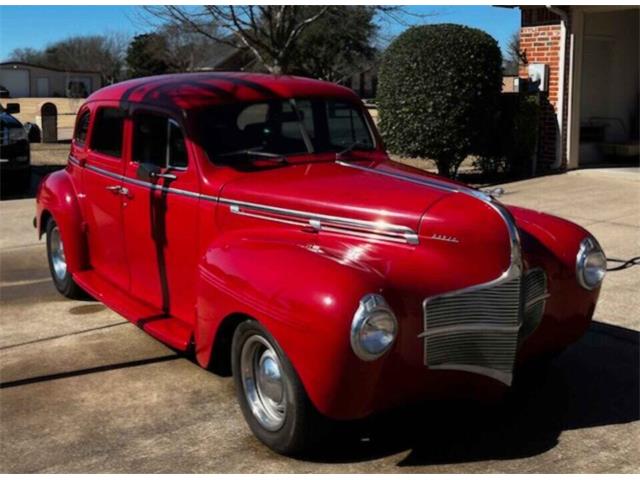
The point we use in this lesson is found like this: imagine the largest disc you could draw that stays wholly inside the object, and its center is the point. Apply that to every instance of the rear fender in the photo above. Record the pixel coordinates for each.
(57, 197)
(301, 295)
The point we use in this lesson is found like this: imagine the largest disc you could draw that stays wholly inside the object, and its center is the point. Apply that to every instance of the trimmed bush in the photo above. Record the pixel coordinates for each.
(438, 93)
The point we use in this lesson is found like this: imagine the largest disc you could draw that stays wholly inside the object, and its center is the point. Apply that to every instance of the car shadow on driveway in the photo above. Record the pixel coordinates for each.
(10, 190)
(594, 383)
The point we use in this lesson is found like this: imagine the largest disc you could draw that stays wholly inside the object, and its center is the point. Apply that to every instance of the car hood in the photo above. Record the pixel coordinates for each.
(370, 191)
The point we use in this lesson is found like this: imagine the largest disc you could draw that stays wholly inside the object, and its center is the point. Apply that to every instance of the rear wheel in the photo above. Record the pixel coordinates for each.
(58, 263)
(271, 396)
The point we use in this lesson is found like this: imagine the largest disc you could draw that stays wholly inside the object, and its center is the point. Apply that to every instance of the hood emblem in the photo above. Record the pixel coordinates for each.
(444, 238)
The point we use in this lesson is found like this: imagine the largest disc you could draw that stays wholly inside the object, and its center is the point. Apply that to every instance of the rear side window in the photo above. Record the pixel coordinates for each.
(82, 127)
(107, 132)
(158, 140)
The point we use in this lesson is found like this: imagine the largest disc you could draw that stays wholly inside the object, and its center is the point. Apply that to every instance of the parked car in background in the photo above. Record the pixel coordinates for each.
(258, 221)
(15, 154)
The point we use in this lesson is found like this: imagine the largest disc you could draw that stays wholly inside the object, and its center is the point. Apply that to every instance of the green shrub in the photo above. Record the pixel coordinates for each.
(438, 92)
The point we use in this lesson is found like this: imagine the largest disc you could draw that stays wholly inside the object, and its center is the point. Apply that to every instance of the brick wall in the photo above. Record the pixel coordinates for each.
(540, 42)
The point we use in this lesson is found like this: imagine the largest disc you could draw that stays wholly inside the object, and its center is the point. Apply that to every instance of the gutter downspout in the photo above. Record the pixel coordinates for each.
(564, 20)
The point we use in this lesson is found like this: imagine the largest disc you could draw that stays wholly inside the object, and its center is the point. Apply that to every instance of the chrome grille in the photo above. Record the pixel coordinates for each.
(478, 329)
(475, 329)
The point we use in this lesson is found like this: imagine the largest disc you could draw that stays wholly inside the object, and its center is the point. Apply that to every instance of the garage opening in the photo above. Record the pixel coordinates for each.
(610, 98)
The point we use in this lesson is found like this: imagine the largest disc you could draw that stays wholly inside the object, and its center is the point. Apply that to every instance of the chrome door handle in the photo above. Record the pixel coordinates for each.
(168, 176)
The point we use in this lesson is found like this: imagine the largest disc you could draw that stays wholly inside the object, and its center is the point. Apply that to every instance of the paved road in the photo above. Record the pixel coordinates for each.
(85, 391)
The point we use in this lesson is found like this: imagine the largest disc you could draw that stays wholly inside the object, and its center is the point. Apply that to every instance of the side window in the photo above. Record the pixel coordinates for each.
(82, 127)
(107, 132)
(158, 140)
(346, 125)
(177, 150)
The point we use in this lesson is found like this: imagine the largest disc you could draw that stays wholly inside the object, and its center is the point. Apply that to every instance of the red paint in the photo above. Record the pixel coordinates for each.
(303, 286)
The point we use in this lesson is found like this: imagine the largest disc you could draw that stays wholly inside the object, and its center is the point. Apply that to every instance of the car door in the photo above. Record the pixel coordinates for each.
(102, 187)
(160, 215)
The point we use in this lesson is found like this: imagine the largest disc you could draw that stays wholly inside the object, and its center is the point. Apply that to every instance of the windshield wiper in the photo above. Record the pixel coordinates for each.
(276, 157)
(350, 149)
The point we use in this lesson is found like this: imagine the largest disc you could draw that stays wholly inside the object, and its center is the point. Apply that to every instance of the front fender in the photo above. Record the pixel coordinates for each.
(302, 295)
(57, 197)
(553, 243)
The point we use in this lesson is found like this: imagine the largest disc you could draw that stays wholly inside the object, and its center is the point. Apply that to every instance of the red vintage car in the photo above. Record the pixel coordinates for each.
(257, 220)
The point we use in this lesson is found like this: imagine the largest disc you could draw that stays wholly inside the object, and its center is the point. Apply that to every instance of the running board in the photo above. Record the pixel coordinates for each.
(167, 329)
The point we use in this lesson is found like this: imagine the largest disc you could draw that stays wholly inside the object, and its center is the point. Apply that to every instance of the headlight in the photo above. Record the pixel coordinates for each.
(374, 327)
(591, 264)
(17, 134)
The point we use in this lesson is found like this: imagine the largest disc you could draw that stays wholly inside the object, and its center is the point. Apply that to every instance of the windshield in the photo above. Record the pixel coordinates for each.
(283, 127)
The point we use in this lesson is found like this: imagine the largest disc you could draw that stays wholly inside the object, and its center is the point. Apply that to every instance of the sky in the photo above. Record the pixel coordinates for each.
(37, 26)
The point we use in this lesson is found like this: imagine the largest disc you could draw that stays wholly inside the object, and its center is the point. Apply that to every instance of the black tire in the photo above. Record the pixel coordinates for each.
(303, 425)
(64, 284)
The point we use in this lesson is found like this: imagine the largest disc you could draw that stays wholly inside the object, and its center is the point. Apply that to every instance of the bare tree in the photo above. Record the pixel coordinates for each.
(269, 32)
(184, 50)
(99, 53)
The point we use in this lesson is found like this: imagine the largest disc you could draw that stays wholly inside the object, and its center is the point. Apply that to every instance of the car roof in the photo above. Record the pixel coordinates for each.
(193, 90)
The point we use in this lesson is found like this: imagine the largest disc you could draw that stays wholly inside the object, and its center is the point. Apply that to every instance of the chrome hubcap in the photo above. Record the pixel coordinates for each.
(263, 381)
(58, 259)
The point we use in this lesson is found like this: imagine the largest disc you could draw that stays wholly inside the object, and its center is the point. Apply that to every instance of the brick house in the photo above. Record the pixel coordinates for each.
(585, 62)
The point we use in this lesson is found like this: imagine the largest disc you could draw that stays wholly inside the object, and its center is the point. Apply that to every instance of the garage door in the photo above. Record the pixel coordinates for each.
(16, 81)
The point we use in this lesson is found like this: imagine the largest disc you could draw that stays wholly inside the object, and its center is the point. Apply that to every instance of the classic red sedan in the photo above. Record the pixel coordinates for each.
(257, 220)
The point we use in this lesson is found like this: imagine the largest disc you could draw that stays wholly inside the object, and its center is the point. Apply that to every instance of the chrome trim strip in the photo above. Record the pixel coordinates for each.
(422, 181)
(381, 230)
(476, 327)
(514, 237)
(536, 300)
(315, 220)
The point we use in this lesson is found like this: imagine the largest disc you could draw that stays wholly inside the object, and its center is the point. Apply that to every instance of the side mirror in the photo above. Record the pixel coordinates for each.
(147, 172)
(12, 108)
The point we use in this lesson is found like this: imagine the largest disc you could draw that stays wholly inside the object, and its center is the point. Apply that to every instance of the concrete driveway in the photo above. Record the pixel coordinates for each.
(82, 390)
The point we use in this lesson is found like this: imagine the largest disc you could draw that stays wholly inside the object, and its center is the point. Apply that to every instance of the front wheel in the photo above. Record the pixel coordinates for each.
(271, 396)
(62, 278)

### Task
All the records need to be retyped word for word, except for the pictures.

### Worked solution
The point we use in this lesson is found like this: imagine the largest disc you could draw that stays wholly inside the object, and its center is the point. Apply that to every instance of the rear fender in the photo above. Record the pixel coordinates for each.
(57, 197)
(301, 295)
The point we use in this lesson is found like this: imagine the largest disc you could draw that stays wholly inside the object, and its center is the point. Apply that to every instance of the trimmed bush in the photo above. Record the pixel coordinates for each.
(438, 93)
The point we use in this lesson is found like this: imagine the largest disc you could draw that stays wholly inside the object, and its center is the point. Apply that to every instance of the car shadow on driveway in the photo above. Record the pixel coordinates for each.
(10, 190)
(594, 383)
The point we use in this lesson is found like this: imagine the largest disc you could draw that stays wholly inside the object, and its center is the point. Apply that to every instance of the car hood in the photo above. Record the pixel coordinates for each.
(370, 191)
The point we use in this lesson is found like this: imagine the largest disc you could draw that stays wholly inside the object, and its center is the point. Apply that to every instance of the rear wheel in the photo above. Record the pixel coordinates for each.
(58, 263)
(271, 396)
The point we use in this lesson is found like this: imagine the largest disc you could draw that stays wholly inside the object, and its center is the point. Apply that to every instance of the hood emblem in the photo above. Record the pixel coordinates for each.
(444, 238)
The point we use in this lesson is found like this: imagine the largest disc you could draw that stays wholly inside the object, and its center is the point. Apply that to every instance of the rear side window in the photo above. Record the pixel coordinates for each.
(82, 127)
(107, 132)
(158, 140)
The point we use in this lesson is found like this: imagine the largest disc you could draw that stays wholly inside the object, and its center is the point. Apply that to every instance of the parked car in background in the photo above. Record the pixel coordinates for each.
(258, 221)
(15, 154)
The point we use in this lesson is found like this: imagine the largest disc you could draw that stays wholly inside the object, and its center is the point. Apply that to every instance of the green shrub in the photo above. Record the pixel coordinates for each.
(438, 92)
The point we use in this lesson is found like this: imagine the largest disc you could draw that stays wholly inside the object, and its center is the point. Apply that to every instance of the brick wall in the photo above. Record the pixel coordinates for each.
(540, 42)
The point we use in this lesson is found like this: imagine the largest disc you could draw that stays wholly inside the object, and its center is the point. Apply that to every instance of the gutter downspout in the photo above. Record the pixel coordinates for each.
(564, 20)
The point we use in this lesson is found like this: imagine the largest disc you could draw that stays wholly inside the object, and its center is the point. Apply that to every instance of the chrome grille in the photo above. Record the pixel coordinates for each.
(478, 329)
(475, 329)
The point we use in this lesson is found like this: imagine the largest disc you could draw that stays wholly inside the object, and its center is the point. Apply that to every instance of the garage opening in the photo above. Record the pixel coordinates for each.
(610, 98)
The point we use in this lesson is found like this: imagine the largest disc you could draw that stays wholly inside the object, and its center is the point. Apply that to every instance of the chrome door handle in the photo above. Record the pixel coordinates for each.
(168, 176)
The point we use in this lesson is found like this: imagine the largest disc you could draw that stays wholly inside the object, and its center is the point. Apply that to every instance of the paved road in the photo above. Record the pixel coordinates for each.
(85, 391)
The point we use in this lesson is found like this: imagine the largest disc you could draw that stays wholly inside the object, and its center is the point. Apply that to every instance of the side window in the photo above. Record the pixel coordinates for each.
(82, 127)
(107, 132)
(158, 140)
(346, 125)
(177, 150)
The point we use in this lesson is found like this: imagine the largest disc you could draw that stays wholly inside the object, and its center is the point. Apply that to every instance of the red paint in the photo above. Record the pixel coordinates for each.
(303, 286)
The point we use in this lesson is found like this: imagine the largest disc you could draw that stays wholly inside the object, and its center is the point. Apply that to every instance of the car door in the photo above. Record the pixel coordinates for each.
(102, 187)
(160, 215)
The point we use in this lesson is found like this: imagine the largest disc you could draw that stays wholly inside the object, and its center is the point. Apply that to every instance of the windshield wiper in the photo above. Record the pixel coordinates for each.
(276, 157)
(350, 149)
The point we use in this lesson is found like this: imagine the largest disc you could draw that stays wholly inside the object, and its center is the point. Apply that to every instance of the front fender in the photo above. Record the pixel coordinates for each.
(302, 295)
(57, 197)
(553, 243)
The point we use in this lesson is found like this: imagine the largest disc you could draw that stays wholly inside the object, and its center is the point. Apply that to every instance of the red vintage car in the photo above. Record the pixel coordinates for each.
(257, 220)
The point we use in this lesson is found like this: imagine the largest disc you could draw that stays wholly inside the object, and its center is the point. Apply that to every instance of the running board in the photo above. Record the pixel coordinates for each.
(167, 329)
The point we use in this lesson is found like this: imagine the largest disc you could draw that stays wholly inside the object, and its center is the point. Apply that to every instance of the headlight in the photo above. Record the pixel coordinates for each.
(374, 327)
(591, 264)
(17, 134)
The point we use in this lesson is found like this: imagine the largest disc you could draw that stays wholly inside the object, and its center is the point. Apply that to every instance of the windshield in the photo above. Record the pixel coordinates for each.
(283, 127)
The point we use in this lesson is found like this: imagine the largest disc you could draw that stays wholly inside the object, and its center is the point. Apply that to every instance of the sky in the photo above. Record the pixel coordinates for each.
(37, 26)
The point we use in this lesson is found like this: imagine the largest disc you could draw that stays wholly inside the object, and its center is the point. Apply that to every instance of the black tire in the photo above. Record the pixel coordinates for each.
(303, 425)
(64, 284)
The point we use in this lesson is found like this: imagine the largest disc you could draw that stays wholly inside the object, and its center is the point. Apply that to every instance of the bare tree in the photo above. Record the pixel coordinates for each.
(269, 32)
(184, 50)
(99, 53)
The point we use in this lesson is found like this: imagine the largest disc you could draw that stays wholly inside the object, and its center is the point. Apply that to every instance of the car roof in the photo above. Record the pixel coordinates for each.
(193, 90)
The point we use in this lesson is found like this: imagine the largest disc you could draw that stays wholly inside the object, and its center is the point. Apply that to every instance of the chrome hubcap in the photo above. Record the pixel coordinates for each.
(263, 381)
(58, 259)
The point we use in this lesson is found like this: imagine the largest disc you could draw that stays wholly inside the object, and its center is the point. Apply that to every instance of the brick house in the photo above. Record the pixel coordinates for each.
(585, 62)
The point we use in this lesson is found like this: imagine the largest disc you could draw that stays wholly inside the object, and its center is the point. Apply that to every instance of the garage door in the photo above. Record the pixel coordinates for each.
(16, 81)
The point we use in this lesson is found like this: imagine the largest disc you could draw that stays wholly inside the object, and its center is the point. Apply that to every instance of the classic red sedan in the photo above. Record the pixel coordinates for each.
(257, 220)
The point we use in this lesson is found like this: imagine the largest disc you could draw that stays wholly inside the object, and its center is the point. Apply that to every instance of the chrome trim strip in the photo above. Record the pixel coordinates for each.
(422, 181)
(381, 230)
(476, 327)
(514, 237)
(536, 300)
(315, 220)
The point we use in this lesson is found like this: imagine the largest disc you could draw that stays wholly inside the object, and its center is the point. Apply that to every instance of the side mirror in the photo above. Record the pixel coordinates for each.
(147, 172)
(12, 108)
The point we use in this lesson is found like this: imagine the largest disc you could draw that stays wholly inside the object, and its center is the point. Apply that to every instance of the concrete driveway in the photo above. Record the pixel coordinates for each.
(82, 390)
The point we use in this lesson is found like this: imagine the largest disc you could draw that stays wholly inside the object, and its center is the point. Apply that to every instance of the front wheel in the photo above. Record the pixel coordinates for each.
(271, 396)
(62, 278)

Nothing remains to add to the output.